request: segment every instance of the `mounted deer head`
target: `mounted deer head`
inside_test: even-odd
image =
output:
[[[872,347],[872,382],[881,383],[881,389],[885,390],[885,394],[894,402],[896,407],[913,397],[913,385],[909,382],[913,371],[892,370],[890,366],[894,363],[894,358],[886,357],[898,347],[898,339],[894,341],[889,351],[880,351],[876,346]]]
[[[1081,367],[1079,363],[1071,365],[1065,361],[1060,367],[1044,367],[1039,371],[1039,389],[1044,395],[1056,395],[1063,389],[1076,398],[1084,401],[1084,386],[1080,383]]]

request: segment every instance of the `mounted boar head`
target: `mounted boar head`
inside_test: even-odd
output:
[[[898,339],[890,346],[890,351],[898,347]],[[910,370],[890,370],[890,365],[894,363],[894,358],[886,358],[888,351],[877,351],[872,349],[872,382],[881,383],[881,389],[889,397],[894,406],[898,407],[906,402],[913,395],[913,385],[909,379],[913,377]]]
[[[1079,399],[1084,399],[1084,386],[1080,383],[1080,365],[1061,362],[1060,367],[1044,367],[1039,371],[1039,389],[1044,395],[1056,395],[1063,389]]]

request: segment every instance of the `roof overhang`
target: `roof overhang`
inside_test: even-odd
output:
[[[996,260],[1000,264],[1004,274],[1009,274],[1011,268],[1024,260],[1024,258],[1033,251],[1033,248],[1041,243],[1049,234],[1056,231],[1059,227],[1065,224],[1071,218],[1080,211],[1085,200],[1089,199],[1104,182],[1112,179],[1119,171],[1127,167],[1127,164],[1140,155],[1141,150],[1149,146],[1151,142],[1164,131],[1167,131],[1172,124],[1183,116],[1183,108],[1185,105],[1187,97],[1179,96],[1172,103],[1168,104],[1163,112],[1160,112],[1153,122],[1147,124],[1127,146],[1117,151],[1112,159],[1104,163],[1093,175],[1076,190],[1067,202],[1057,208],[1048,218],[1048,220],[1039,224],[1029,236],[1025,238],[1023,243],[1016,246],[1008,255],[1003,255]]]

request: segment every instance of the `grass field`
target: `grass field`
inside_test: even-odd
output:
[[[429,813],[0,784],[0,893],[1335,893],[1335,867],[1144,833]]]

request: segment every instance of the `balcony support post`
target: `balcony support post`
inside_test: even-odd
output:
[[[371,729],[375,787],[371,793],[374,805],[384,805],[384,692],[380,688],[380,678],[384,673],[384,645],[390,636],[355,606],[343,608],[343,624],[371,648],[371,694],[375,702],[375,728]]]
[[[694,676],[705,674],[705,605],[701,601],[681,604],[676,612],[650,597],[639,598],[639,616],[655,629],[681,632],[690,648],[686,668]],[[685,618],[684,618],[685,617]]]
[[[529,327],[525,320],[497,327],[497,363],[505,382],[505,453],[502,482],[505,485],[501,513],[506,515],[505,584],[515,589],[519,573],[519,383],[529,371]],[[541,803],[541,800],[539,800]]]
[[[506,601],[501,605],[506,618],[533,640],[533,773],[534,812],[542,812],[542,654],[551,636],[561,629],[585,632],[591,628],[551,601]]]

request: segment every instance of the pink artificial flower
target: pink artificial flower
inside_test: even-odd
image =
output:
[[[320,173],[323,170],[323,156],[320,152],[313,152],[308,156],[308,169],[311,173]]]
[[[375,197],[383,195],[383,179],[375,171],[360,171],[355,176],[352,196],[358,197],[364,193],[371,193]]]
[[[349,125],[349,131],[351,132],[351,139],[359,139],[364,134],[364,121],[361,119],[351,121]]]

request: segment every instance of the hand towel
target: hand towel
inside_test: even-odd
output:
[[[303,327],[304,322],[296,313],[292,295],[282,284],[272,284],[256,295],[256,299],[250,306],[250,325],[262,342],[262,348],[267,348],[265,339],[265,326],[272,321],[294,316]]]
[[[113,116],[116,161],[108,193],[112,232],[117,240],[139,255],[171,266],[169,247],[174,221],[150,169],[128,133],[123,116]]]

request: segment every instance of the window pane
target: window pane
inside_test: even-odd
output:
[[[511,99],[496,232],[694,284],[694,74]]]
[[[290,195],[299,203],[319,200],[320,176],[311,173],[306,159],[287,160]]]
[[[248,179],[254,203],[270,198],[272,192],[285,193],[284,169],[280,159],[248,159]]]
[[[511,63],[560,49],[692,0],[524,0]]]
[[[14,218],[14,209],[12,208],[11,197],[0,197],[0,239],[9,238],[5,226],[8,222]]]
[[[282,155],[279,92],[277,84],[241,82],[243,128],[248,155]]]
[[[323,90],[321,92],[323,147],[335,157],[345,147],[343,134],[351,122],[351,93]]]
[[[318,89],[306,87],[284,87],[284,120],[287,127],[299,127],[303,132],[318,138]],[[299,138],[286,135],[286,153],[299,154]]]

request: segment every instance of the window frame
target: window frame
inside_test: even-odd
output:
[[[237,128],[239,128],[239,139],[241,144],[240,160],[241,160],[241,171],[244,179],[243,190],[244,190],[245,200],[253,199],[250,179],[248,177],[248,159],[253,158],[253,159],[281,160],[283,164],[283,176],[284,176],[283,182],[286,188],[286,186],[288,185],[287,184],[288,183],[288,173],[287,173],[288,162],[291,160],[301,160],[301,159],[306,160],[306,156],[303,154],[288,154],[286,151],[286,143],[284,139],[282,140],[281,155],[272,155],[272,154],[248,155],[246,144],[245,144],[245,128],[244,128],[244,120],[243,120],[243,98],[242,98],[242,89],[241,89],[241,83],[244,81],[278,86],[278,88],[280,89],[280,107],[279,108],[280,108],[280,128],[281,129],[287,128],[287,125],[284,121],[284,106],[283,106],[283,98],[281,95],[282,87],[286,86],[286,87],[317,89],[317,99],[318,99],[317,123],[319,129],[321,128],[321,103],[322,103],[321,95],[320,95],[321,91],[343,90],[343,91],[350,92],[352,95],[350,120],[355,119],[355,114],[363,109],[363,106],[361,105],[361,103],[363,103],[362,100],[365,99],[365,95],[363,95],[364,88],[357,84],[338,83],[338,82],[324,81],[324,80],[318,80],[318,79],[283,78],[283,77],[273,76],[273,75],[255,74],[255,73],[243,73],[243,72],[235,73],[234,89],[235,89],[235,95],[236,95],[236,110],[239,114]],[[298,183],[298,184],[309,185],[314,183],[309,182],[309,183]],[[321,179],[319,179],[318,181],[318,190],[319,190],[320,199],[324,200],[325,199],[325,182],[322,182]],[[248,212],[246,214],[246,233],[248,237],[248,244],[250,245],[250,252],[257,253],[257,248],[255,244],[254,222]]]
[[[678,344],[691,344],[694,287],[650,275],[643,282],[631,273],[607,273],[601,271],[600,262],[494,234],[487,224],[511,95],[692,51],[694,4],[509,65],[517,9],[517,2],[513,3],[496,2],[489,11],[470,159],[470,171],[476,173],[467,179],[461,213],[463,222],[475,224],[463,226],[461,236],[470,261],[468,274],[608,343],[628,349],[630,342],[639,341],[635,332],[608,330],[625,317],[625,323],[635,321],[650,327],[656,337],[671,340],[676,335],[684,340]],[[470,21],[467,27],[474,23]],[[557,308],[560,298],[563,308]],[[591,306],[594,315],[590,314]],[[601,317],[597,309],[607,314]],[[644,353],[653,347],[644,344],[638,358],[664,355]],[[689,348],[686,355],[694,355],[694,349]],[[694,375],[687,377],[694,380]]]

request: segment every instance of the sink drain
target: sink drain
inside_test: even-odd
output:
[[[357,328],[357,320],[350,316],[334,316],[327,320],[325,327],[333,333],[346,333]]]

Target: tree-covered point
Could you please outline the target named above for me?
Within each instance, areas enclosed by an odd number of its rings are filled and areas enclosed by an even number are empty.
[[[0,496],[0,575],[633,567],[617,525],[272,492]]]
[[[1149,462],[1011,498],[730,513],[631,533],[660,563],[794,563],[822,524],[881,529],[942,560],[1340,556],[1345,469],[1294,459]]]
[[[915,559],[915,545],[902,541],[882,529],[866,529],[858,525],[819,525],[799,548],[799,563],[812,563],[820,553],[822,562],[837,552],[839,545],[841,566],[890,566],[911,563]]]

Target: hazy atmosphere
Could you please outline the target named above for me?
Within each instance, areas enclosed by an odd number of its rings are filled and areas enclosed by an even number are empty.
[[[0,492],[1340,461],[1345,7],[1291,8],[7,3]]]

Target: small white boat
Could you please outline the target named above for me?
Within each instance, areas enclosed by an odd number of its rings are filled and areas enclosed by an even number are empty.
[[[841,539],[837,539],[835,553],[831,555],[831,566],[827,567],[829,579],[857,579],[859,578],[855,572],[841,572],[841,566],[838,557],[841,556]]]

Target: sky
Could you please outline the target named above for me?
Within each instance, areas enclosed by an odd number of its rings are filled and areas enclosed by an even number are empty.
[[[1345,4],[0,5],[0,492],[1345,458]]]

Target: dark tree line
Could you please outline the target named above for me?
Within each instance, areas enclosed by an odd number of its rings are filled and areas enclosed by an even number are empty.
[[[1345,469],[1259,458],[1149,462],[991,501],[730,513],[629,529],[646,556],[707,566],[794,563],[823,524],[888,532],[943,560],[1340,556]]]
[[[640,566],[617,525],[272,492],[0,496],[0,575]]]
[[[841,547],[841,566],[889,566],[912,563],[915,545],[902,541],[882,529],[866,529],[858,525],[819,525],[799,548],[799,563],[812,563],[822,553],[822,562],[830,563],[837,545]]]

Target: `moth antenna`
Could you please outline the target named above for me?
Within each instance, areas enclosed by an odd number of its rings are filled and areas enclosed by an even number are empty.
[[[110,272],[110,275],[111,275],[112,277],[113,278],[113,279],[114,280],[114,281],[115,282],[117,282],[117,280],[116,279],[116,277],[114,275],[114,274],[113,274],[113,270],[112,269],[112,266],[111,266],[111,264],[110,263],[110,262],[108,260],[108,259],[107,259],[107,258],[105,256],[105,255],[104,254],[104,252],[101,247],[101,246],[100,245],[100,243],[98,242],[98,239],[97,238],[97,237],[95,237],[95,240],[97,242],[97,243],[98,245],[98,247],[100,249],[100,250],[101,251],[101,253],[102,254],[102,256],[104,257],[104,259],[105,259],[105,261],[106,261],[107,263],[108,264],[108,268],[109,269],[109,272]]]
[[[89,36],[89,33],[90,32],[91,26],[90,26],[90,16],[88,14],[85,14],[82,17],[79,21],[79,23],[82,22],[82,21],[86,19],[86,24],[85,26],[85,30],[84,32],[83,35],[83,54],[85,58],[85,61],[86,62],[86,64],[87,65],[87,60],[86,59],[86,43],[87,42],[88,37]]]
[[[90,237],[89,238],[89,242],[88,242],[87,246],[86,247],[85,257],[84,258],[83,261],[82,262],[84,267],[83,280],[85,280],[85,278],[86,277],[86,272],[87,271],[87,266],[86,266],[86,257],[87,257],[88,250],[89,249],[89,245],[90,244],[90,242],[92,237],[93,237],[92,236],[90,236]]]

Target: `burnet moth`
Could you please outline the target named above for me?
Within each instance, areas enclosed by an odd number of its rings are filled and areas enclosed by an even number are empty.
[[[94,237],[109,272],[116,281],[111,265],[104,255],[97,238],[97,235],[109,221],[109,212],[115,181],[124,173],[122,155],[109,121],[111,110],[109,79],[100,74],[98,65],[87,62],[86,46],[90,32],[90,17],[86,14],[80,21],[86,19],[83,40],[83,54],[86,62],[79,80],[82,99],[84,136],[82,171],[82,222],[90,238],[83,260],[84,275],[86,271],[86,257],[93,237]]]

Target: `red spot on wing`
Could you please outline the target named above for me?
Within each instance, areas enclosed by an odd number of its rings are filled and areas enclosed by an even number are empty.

--

◆ **Exercise instructions**
Quote the lines of the listing above verbatim, starting at the line containing "Target: hazy atmosphere" and ending at the line containing "[[[0,492],[1340,461],[1345,7],[1291,8],[7,3]]]".

◆ **Written answer**
Target: hazy atmosphere
Could you please outline the target named above for me?
Within each instance, areas enclosed by an odd number of its rings are filled and areas enclosed by an even number are empty.
[[[0,492],[1340,461],[1345,7],[1291,8],[7,3]]]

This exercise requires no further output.